Task to carry out
Output all of the entries exactly as written.

==*==

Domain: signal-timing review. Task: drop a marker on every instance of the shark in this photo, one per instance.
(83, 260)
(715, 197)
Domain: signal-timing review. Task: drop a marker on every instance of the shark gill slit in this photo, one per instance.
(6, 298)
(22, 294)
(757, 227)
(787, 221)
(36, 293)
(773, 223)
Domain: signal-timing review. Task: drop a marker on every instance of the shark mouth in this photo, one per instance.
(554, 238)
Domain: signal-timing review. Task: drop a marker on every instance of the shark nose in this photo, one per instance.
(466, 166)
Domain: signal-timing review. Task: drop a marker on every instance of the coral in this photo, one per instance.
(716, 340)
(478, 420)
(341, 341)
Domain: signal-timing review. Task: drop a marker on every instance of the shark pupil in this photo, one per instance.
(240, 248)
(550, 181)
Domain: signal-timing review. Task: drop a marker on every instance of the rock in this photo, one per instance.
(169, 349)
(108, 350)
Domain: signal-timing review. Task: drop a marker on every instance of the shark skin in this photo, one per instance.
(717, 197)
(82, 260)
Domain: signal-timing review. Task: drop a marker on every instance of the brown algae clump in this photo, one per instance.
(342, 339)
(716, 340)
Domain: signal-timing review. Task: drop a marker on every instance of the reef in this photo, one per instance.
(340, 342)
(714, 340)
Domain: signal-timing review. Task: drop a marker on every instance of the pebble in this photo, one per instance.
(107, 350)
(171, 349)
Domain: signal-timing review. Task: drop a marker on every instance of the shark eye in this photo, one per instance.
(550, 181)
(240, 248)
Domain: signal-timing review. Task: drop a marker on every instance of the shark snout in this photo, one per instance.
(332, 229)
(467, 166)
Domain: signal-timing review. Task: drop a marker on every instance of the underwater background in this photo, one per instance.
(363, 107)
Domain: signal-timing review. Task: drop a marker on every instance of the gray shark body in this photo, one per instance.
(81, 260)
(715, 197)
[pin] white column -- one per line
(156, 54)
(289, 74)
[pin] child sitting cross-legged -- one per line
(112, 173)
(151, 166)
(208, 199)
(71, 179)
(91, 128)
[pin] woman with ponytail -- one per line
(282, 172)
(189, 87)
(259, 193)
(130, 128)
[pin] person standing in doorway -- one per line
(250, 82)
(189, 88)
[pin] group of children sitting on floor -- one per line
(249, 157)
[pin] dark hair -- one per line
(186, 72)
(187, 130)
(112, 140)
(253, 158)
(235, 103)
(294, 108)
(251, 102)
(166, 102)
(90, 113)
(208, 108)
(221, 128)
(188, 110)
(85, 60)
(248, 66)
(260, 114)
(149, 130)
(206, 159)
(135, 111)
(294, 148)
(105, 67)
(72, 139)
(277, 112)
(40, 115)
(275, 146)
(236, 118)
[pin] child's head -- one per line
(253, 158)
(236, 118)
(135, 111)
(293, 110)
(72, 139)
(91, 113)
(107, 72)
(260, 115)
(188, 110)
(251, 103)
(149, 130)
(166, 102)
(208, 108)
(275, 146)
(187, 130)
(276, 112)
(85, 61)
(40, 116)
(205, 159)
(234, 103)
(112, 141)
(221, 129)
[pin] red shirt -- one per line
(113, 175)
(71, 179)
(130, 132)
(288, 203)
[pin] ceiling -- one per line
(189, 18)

==*==

Reply
Domain: signal-timing review. Task: drop a marker on every instance of the shark in this photo, one per instance.
(83, 260)
(715, 197)
Domain: signal-timing review. Task: drop a marker on every instance of the shark gill slit in this photo, one per instance.
(6, 298)
(22, 294)
(757, 227)
(787, 221)
(36, 293)
(773, 223)
Domain: signal-timing review. Task: drop a marker on every instance of the shark mouth in this photo, one per instance.
(554, 238)
Domain: signal-timing review. Task: drop a marker on every instance of the shark nose in this photo, one per instance.
(466, 166)
Domain: signal-timing review. Task: drop a marker on every instance of the coral in this photo, one per instance.
(716, 340)
(478, 420)
(341, 341)
Domain: signal-timing review. Task: drop a marker on every instance of the shark pupil in this photo, one per instance.
(240, 248)
(550, 181)
Domain: signal-timing review. Task: drop a marker on every instance of the rock in this photo, one per instance.
(169, 349)
(108, 350)
Domain: signal-timing review. Task: drop a marker on every instance of the shark skin in this photo, one per instance.
(717, 197)
(82, 260)
Domain: signal-timing review. Task: drop a marker on every instance of the brown algae clump in this photo, one per instance.
(342, 339)
(716, 340)
Domain: signal-timing review. Task: drop a marker on every instance of the reef in this photo, one per instance.
(340, 342)
(714, 340)
Domain: signal-timing review. Task: drop a marker on every instance of the pebble in this photo, one per instance.
(107, 350)
(171, 349)
Domain: signal-timing review. Task: drop a marker on every instance of the shark eye in this photo, one per instance.
(550, 181)
(240, 248)
Domain: signal-timing review. Task: drop a marker on every instance of the shark snout in this photo, one per instance.
(332, 229)
(467, 166)
Domain: signal-timing review. Task: drop a marker on every instance of the underwater background in this photo, one per instance.
(363, 107)
Domain: signal-timing review. Task: drop a marker on every instance of the gray shark body in this photo, one per instance.
(81, 260)
(715, 197)
[pin] white column -- one per line
(156, 54)
(289, 74)
[pin] child sitting cross-legged -- one per line
(112, 173)
(151, 166)
(208, 199)
(71, 179)
(91, 128)
[pin] woman with ponytail -- one per line
(282, 172)
(189, 87)
(259, 193)
(130, 128)
[pin] person standing in doorway -- one per line
(250, 82)
(189, 88)
[pin] group of children sitting on floor -- one per line
(249, 157)
[pin] dark hair -- one per line
(186, 72)
(187, 130)
(112, 140)
(253, 158)
(235, 103)
(294, 108)
(251, 102)
(166, 102)
(90, 113)
(208, 108)
(221, 128)
(188, 110)
(85, 60)
(248, 66)
(260, 114)
(149, 130)
(206, 159)
(135, 111)
(294, 148)
(105, 67)
(72, 139)
(277, 112)
(40, 115)
(275, 146)
(236, 118)
[pin] child's head -- one per line
(253, 158)
(236, 118)
(135, 111)
(293, 110)
(72, 139)
(91, 113)
(107, 72)
(260, 115)
(188, 110)
(251, 103)
(149, 130)
(166, 102)
(208, 108)
(275, 146)
(187, 130)
(276, 112)
(85, 61)
(40, 116)
(205, 159)
(234, 103)
(112, 141)
(221, 129)
[pin] red shirt -- one per line
(113, 175)
(71, 179)
(130, 132)
(288, 203)
[pin] ceiling -- one per line
(189, 18)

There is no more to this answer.